WHAT YOU ARE ASKED TO DO: The expected answer is the data below, printed verbatim without its pictures.

★ ★ ★ ★

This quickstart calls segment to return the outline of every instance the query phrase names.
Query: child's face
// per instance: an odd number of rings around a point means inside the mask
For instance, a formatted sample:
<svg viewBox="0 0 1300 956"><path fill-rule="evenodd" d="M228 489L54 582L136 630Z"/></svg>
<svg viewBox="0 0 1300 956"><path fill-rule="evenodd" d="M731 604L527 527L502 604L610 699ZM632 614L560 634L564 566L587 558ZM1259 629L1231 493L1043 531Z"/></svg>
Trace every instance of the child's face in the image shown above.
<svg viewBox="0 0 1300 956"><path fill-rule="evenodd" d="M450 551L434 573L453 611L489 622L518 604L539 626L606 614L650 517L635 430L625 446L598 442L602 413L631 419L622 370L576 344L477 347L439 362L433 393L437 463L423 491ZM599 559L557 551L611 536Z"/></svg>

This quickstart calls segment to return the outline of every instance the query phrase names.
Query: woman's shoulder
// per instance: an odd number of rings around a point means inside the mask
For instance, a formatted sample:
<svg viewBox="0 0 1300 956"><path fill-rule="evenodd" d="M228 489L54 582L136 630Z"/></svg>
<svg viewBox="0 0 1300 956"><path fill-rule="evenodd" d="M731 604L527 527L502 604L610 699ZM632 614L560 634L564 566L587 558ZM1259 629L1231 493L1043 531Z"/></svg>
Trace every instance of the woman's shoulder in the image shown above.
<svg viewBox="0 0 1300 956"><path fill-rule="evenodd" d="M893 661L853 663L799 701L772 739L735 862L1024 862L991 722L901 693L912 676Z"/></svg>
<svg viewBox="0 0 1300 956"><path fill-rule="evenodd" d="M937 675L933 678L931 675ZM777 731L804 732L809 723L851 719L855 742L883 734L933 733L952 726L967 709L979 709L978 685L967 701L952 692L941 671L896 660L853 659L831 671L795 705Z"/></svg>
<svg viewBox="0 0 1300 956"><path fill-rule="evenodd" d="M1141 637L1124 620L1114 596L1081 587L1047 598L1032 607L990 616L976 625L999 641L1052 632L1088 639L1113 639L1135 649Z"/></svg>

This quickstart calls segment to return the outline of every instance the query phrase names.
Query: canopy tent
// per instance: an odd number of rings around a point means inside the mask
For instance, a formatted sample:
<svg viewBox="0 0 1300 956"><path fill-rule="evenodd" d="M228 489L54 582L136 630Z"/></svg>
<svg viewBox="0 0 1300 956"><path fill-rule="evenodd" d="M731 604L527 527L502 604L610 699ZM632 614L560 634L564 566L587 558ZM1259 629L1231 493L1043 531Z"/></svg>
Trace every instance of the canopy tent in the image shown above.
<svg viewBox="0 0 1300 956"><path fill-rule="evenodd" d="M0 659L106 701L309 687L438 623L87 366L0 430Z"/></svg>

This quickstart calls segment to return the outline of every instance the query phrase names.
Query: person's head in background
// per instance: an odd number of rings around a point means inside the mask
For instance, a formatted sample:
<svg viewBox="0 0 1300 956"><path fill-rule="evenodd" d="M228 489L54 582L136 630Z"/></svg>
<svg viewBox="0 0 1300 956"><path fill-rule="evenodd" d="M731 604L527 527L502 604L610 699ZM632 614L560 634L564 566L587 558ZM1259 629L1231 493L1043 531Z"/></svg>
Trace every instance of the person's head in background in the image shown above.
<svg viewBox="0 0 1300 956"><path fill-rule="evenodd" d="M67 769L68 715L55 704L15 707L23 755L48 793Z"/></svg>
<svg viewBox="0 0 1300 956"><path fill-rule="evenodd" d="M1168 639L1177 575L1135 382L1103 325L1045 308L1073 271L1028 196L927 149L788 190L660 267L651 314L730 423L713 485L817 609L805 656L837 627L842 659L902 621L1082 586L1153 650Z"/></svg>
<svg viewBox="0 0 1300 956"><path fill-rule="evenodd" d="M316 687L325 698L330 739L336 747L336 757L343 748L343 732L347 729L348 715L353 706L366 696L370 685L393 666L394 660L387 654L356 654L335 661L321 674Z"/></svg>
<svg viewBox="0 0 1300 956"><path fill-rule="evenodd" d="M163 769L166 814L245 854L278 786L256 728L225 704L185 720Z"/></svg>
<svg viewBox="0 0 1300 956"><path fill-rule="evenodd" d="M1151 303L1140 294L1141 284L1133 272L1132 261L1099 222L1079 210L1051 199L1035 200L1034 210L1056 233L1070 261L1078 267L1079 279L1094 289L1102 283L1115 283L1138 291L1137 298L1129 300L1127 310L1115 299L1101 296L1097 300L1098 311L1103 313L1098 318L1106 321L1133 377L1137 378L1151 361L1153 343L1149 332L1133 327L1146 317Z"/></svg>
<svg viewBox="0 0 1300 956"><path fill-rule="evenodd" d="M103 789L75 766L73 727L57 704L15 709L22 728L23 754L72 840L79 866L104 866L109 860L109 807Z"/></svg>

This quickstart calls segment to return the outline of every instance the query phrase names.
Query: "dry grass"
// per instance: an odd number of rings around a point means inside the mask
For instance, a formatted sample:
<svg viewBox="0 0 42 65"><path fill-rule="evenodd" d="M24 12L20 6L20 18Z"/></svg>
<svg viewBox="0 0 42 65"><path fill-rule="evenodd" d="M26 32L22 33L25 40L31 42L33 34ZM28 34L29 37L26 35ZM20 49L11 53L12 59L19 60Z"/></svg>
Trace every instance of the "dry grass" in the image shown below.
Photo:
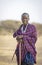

★ ★ ★ ★

EXPECTED OUTPUT:
This quickstart calls segment to return the outline of every instance the query phrase names.
Query: child's face
// per instance: an odd number of rings around a point means inside the mask
For instance, a formatted sample:
<svg viewBox="0 0 1300 956"><path fill-rule="evenodd" d="M228 489L54 582L136 630Z"/></svg>
<svg viewBox="0 0 1300 956"><path fill-rule="evenodd" d="M731 604L527 527L502 604L610 699ZM632 614L560 634L564 566L587 558ZM1259 629L1231 493L1043 531Z"/></svg>
Trace every instance of the child's face in the image shown above.
<svg viewBox="0 0 1300 956"><path fill-rule="evenodd" d="M450 551L434 573L453 611L489 622L518 604L539 626L606 614L650 517L635 430L625 446L598 442L602 413L631 419L622 370L576 344L477 347L439 362L433 393L437 463L423 491ZM599 559L557 551L611 536Z"/></svg>

This quickstart calls segment to return the outline of every instance the query phrase names.
Query: woman's shoulder
// per instance: an odd number of rings around a point means inside the mask
For instance, a formatted sample:
<svg viewBox="0 0 1300 956"><path fill-rule="evenodd" d="M228 489L54 582L136 630Z"/></svg>
<svg viewBox="0 0 1300 956"><path fill-rule="evenodd" d="M731 604L527 527L502 604L610 699ZM632 614L560 634L564 566L587 558ZM1259 629L1231 493L1043 531Z"/></svg>
Trace every instance of the woman's shoulder in the image shown above.
<svg viewBox="0 0 1300 956"><path fill-rule="evenodd" d="M893 661L853 663L799 701L772 739L735 862L1024 862L991 722L901 693L912 676Z"/></svg>
<svg viewBox="0 0 1300 956"><path fill-rule="evenodd" d="M937 675L933 678L931 675ZM777 731L804 732L809 723L851 719L855 742L883 734L933 733L952 726L967 709L979 709L978 685L967 701L952 692L941 671L896 660L853 659L831 671L795 705Z"/></svg>
<svg viewBox="0 0 1300 956"><path fill-rule="evenodd" d="M1141 637L1124 620L1114 596L1081 587L1047 598L1032 607L990 616L976 625L999 641L1052 632L1088 639L1113 639L1135 649Z"/></svg>

This quickstart calls segment to return the outline of every instance the query phrase names.
Query: canopy tent
// per instance: an odd number of rings around a point means inside the mask
For instance, a formatted sample:
<svg viewBox="0 0 1300 956"><path fill-rule="evenodd" d="M228 489L54 582L136 630Z"/></svg>
<svg viewBox="0 0 1300 956"><path fill-rule="evenodd" d="M731 604L527 527L502 604L610 699ZM632 614L560 634L564 566L587 558ZM1259 629L1231 493L1043 531Z"/></svg>
Trace every instance of the canopy tent in the image shown above.
<svg viewBox="0 0 1300 956"><path fill-rule="evenodd" d="M0 659L106 701L309 687L438 623L87 366L0 430Z"/></svg>

This quickstart calls segment to return the outline of every instance the query phrase names.
Query: person's head in background
// per instance: an odd number of rings around a point means inside the mask
For instance, a formatted sample:
<svg viewBox="0 0 1300 956"><path fill-rule="evenodd" d="M228 489L54 582L136 630Z"/></svg>
<svg viewBox="0 0 1300 956"><path fill-rule="evenodd" d="M731 604L527 527L502 604L610 699ZM632 614L560 634L564 566L587 558ZM1259 629L1231 493L1043 531Z"/></svg>
Trace every instance of the person's head in background in the image shown above.
<svg viewBox="0 0 1300 956"><path fill-rule="evenodd" d="M67 769L68 715L55 704L15 707L23 755L48 793Z"/></svg>
<svg viewBox="0 0 1300 956"><path fill-rule="evenodd" d="M1168 639L1177 575L1135 382L1103 325L1045 308L1073 271L1028 196L927 149L788 190L660 267L651 314L730 423L713 485L817 609L805 656L837 627L842 659L902 621L1082 586L1153 650Z"/></svg>
<svg viewBox="0 0 1300 956"><path fill-rule="evenodd" d="M316 687L325 698L330 739L336 747L336 757L343 748L343 732L347 729L348 715L353 706L366 696L370 685L393 666L394 660L387 654L356 654L335 661L321 674Z"/></svg>
<svg viewBox="0 0 1300 956"><path fill-rule="evenodd" d="M163 769L166 814L245 854L278 786L256 728L225 704L185 720Z"/></svg>
<svg viewBox="0 0 1300 956"><path fill-rule="evenodd" d="M1151 303L1140 294L1141 284L1133 272L1132 261L1099 222L1079 210L1051 199L1035 200L1034 210L1056 233L1070 261L1078 267L1079 279L1094 289L1102 283L1115 283L1138 291L1137 298L1129 300L1127 310L1115 299L1101 296L1097 300L1098 311L1103 313L1098 318L1106 321L1133 377L1137 378L1151 361L1153 343L1149 332L1133 327L1146 317Z"/></svg>
<svg viewBox="0 0 1300 956"><path fill-rule="evenodd" d="M103 789L75 766L73 727L57 704L15 709L22 728L23 754L72 840L79 866L104 866L109 860L109 807Z"/></svg>

This quickstart calls segment to return the outline of every instance the query phrase names.
Query: "dry grass"
// per instance: an odd number of rings around a point means inside the mask
For instance, a formatted sample:
<svg viewBox="0 0 42 65"><path fill-rule="evenodd" d="M24 12L20 6L20 18Z"/></svg>
<svg viewBox="0 0 42 65"><path fill-rule="evenodd" d="M26 32L22 33L25 40L31 42L33 34ZM28 34L29 37L26 35ZM20 49L11 53L12 59L19 60Z"/></svg>
Trace every instance of the "dry grass" in the image shown below.
Photo:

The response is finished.